═══ TASK DATA ═══
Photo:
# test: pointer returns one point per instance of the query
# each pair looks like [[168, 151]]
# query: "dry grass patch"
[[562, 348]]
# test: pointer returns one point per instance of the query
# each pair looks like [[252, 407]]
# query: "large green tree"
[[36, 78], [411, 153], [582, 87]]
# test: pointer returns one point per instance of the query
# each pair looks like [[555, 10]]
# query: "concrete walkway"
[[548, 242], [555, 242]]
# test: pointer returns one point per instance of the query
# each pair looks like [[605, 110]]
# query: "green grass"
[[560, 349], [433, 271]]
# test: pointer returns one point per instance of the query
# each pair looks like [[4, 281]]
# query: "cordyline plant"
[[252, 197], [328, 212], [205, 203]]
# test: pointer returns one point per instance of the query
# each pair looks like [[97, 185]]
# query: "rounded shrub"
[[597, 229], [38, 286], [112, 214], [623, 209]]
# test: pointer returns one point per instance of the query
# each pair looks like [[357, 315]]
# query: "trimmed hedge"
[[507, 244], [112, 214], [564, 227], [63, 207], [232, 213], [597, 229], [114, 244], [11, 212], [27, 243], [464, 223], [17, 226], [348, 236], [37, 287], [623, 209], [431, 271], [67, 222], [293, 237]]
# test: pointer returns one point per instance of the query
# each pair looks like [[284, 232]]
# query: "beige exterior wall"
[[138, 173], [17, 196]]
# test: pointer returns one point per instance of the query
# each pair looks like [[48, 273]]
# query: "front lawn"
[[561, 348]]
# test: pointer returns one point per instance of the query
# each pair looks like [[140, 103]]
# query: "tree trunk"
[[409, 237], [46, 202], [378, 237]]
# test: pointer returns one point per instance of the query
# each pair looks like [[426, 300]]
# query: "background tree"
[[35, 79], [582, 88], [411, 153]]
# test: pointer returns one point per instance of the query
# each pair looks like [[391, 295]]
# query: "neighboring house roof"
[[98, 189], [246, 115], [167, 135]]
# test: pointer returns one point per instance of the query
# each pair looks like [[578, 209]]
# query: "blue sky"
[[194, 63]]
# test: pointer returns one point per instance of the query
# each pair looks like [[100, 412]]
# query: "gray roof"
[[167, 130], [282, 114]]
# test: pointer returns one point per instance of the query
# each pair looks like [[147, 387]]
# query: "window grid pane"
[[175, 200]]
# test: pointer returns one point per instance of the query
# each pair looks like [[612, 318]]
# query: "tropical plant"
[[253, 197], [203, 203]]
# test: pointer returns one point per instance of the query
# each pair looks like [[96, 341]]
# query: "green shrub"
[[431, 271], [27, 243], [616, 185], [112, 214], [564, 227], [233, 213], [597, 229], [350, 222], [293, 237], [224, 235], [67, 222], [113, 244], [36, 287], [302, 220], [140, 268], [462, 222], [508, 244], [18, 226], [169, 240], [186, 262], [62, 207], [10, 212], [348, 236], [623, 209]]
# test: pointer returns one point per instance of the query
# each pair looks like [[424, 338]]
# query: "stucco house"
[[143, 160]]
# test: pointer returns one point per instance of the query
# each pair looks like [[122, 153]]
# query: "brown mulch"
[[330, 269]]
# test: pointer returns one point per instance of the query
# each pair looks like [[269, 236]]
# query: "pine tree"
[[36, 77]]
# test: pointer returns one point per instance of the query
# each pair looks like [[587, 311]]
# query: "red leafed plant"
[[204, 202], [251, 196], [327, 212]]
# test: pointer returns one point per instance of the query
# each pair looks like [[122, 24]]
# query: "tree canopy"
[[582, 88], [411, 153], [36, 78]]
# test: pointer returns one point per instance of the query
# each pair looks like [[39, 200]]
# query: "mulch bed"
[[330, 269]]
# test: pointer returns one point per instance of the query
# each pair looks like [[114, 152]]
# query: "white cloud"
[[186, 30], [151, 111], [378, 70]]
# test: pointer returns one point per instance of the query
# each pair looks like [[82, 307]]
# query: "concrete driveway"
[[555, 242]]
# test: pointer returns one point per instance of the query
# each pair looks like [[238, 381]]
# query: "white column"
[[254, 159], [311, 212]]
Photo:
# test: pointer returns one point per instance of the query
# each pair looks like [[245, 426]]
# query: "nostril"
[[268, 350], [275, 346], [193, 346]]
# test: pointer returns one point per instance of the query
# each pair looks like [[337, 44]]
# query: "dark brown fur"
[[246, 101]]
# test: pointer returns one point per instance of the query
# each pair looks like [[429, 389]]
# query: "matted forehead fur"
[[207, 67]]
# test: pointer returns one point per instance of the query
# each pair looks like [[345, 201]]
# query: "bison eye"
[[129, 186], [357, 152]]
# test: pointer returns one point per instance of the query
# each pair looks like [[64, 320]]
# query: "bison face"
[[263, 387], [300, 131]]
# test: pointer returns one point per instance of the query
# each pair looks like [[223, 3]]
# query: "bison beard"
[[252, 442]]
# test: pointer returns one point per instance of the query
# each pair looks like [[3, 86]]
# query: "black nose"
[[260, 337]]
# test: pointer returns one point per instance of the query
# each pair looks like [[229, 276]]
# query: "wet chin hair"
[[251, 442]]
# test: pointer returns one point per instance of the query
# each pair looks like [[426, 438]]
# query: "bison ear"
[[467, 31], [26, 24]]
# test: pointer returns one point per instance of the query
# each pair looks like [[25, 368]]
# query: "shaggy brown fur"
═══
PROBLEM STATEMENT: Copy out each record, keeping every word as it is.

TASK SOLUTION:
Photo:
# test: pointer returns one point per instance of the query
# each pair looks like [[168, 151]]
# query: "dry grass patch"
[[562, 348]]
# test: pointer returns one point per instance of the query
# each pair looks like [[252, 407]]
# query: "large green tree"
[[36, 78], [411, 153], [582, 87]]
# test: pointer returns one point per instance of the query
# each pair looks like [[555, 10]]
# query: "concrete walkway"
[[548, 242], [555, 242]]
# test: pointer returns one point per instance of the query
# each pair looks like [[605, 110]]
# query: "green grass"
[[560, 349], [433, 271]]
# test: pointer returns one point per instance of the query
# each pair looks like [[4, 281]]
# query: "cordyline plant"
[[252, 197], [328, 212], [205, 203]]
# test: pointer returns one point per instance of the query
# each pair looks like [[97, 185]]
# query: "rounded shrub"
[[597, 229], [38, 286], [112, 214], [623, 209]]
# test: pointer returns one point per instance of the query
# each pair looks like [[357, 315]]
# query: "trimmed hedge"
[[507, 244], [112, 214], [564, 227], [63, 207], [232, 213], [597, 229], [114, 244], [11, 212], [27, 243], [464, 223], [17, 226], [348, 236], [37, 287], [623, 209], [431, 271], [67, 222], [293, 237]]
# test: pointer returns one point per instance of the query
# each pair looks like [[284, 232]]
# query: "beige exterior wall"
[[138, 173], [17, 196]]
# test: pointer returns one point per instance of the query
# each pair looks like [[48, 273]]
# query: "front lawn"
[[561, 348]]
# test: pointer returns one point per instance of the query
# each pair looks like [[140, 103]]
# query: "tree trunk"
[[409, 237], [46, 202], [378, 237]]
# test: pointer returns one point per instance of the query
# each pair looks like [[426, 300]]
# query: "background tree"
[[35, 79], [582, 88], [411, 153]]
# test: pointer returns one point per instance of the query
# each pair looks like [[391, 295]]
# query: "neighboring house roof"
[[98, 189], [246, 115], [167, 135]]
# test: pointer returns one point per instance of the query
# each pair looks like [[578, 209]]
# query: "blue sky"
[[194, 63]]
# test: pointer returns one point per instance of the query
# each pair looks like [[100, 412]]
# query: "gray roof"
[[167, 130], [282, 114]]
# test: pointer returns one point per instance of the query
# each pair looks like [[147, 387]]
# query: "window grid pane"
[[175, 200]]
# test: pointer returns one point per instance of the query
# each pair looks like [[612, 318]]
# query: "tropical plant"
[[253, 197], [203, 203]]
# test: pointer returns one point per instance of the query
# each pair looks like [[96, 341]]
# query: "green shrub"
[[431, 271], [27, 243], [616, 185], [112, 214], [564, 227], [233, 213], [597, 229], [350, 222], [293, 237], [224, 235], [67, 222], [113, 244], [36, 287], [302, 220], [140, 268], [462, 222], [508, 244], [18, 226], [169, 240], [186, 262], [62, 207], [10, 212], [348, 236], [623, 209]]
# test: pointer returns one point per instance of the query
# each pair looks like [[424, 338]]
# query: "stucco house"
[[143, 160]]
# test: pointer returns one point per instance of the query
# each pair looks like [[122, 153]]
# query: "brown mulch"
[[330, 269]]
# test: pointer returns one point per instance of the query
# each pair looks like [[269, 236]]
# query: "pine tree"
[[36, 77]]
# test: pointer returns one point per instance of the query
# each pair looks like [[587, 311]]
# query: "red leafed plant"
[[204, 202], [251, 196], [327, 212]]
# test: pointer returns one point per instance of the query
# each pair looks like [[122, 24]]
# query: "tree canopy"
[[582, 88], [411, 153], [36, 78]]
# test: pointer returns one point per instance of the query
# each pair looks like [[39, 200]]
# query: "mulch bed"
[[330, 269]]
# test: pointer returns one point per instance of the query
# each pair looks like [[114, 152]]
# query: "white cloud"
[[186, 30], [151, 111], [378, 70]]
# test: pointer returns one point per instance of the query
# each pair looks like [[82, 307]]
# query: "concrete driveway"
[[555, 242]]
# test: pointer returns one point per instance of the query
# each pair looks like [[238, 381]]
# query: "white column"
[[254, 159], [311, 212]]
Photo:
# test: pointer returns one point per instance of the query
# each pair looks like [[245, 426]]
# query: "nostril"
[[268, 350], [275, 346], [193, 346]]
# test: pointer returns one point per instance of the query
# each pair looks like [[337, 44]]
# query: "dark brown fur"
[[246, 101]]
# test: pointer returns one point per instance of the query
# each pair looks like [[429, 389]]
# query: "matted forehead fur"
[[207, 67]]
# test: pointer returns one point per instance of the query
# each pair looks like [[345, 201]]
# query: "bison eye"
[[129, 186], [357, 152]]
# test: pointer returns one point per instance of the query
# each pair looks like [[64, 320]]
# query: "bison face"
[[263, 387], [300, 131]]
# test: pointer returns one point per instance of the query
# each pair looks like [[223, 3]]
# query: "bison beard"
[[252, 442]]
# test: pointer returns one point per instance of the query
# each pair looks like [[3, 86]]
# query: "black nose"
[[260, 337]]
# test: pointer returns one point per instance of the query
# each pair looks like [[229, 276]]
# query: "wet chin hair"
[[251, 442]]
# test: pointer returns one point per instance of the query
# each pair looks like [[426, 438]]
# query: "bison ear"
[[467, 31], [26, 24]]
# test: pointer returns one point per instance of the query
# each pair looks like [[25, 368]]
# query: "shaggy brown fur"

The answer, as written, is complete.